Passion for Diversity
Carlos Orta is on a mission
Carlos Orta is a man with a mission. The newly minted VP and Chief Diversity, Equity and Inclusion (DEI) Officer at Tyson Foods wants his company to mirror its customers. “Tyson has been on a DEI journey for some time,” he explains. “In order to build a ‘Best in Class’ DEI business unit, Tyson has invested in the resources needed, which include an officer-level position on the senior leadership team and the necessary tools to partner with trusted nonprofits who will celebrate our milestones and hold us accountable. I am humbled and honored to lead these efforts, working alongside thousands of amazing team members.”
Tyson Foods is one of the world’s largest food companies, with $43.2 billion of net revenue in 2020. In his new role, Carlos is responsible for developing and implementing the company’s DEI strategy and “furthering equality and inclusion in the business as well as in the communities where the company operates.” Carlos reports directly to John R. Tyson, EVP of Strategy and Chief Sustainability Officer, and great-grandson of the company’s founder.

[Dataset items]

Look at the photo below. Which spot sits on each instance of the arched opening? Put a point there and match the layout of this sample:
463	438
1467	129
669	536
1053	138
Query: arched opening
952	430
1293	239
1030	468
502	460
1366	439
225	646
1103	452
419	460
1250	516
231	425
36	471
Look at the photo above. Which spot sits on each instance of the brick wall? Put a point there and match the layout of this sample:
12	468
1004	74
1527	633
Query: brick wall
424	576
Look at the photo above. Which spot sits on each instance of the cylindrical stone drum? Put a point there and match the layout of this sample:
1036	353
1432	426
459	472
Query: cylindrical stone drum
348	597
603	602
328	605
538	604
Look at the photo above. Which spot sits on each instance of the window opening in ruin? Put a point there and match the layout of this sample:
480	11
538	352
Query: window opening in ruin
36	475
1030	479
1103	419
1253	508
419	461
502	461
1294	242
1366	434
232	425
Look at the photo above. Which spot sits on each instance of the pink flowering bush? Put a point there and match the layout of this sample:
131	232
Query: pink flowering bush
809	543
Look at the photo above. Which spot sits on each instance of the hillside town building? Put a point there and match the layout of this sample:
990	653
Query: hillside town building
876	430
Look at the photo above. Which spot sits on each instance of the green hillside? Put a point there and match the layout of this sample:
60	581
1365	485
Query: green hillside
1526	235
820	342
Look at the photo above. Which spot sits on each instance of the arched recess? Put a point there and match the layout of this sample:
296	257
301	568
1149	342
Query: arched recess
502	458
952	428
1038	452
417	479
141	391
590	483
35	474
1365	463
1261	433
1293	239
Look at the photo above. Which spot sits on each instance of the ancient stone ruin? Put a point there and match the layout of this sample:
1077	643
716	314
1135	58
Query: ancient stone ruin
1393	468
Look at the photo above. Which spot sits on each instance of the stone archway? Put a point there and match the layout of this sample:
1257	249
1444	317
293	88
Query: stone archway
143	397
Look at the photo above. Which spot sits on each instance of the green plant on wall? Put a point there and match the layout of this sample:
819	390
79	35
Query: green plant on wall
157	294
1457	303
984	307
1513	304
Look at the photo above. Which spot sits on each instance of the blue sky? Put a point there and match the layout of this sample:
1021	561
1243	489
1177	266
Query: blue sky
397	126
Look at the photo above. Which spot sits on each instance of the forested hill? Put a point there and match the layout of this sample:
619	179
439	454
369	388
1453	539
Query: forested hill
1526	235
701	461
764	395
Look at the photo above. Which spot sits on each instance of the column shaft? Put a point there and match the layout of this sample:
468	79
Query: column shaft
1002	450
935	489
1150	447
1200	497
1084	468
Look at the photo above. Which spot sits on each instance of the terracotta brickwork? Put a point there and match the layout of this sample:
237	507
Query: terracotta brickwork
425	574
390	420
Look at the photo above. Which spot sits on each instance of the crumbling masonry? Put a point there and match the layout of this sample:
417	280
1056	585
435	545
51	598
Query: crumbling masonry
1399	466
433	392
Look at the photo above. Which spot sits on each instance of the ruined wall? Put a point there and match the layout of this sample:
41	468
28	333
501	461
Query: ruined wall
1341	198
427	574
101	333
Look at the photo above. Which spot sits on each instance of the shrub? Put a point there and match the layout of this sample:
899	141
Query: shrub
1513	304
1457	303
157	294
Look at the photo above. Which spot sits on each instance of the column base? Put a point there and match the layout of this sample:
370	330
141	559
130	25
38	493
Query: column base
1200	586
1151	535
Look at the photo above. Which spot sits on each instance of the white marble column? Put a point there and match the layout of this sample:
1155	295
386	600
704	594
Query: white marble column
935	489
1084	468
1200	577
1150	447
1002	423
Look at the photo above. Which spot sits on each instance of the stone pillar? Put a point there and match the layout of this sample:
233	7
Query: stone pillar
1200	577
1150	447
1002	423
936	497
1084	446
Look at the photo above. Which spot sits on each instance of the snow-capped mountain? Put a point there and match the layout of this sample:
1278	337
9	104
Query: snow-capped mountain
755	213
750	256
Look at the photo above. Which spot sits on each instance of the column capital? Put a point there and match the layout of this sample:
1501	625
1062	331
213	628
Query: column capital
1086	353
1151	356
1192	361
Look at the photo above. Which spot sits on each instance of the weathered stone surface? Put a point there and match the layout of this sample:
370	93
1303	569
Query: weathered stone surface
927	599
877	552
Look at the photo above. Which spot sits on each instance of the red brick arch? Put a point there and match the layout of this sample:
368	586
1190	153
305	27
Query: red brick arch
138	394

◆ WHAT YOU HAVE TO DO:
In the profile of Carlos Orta, to whom does he report directly?

◆ ANSWER TO THE EXERCISE:
John R. Tyson, EVP of Strategy and Chief Sustainability Officer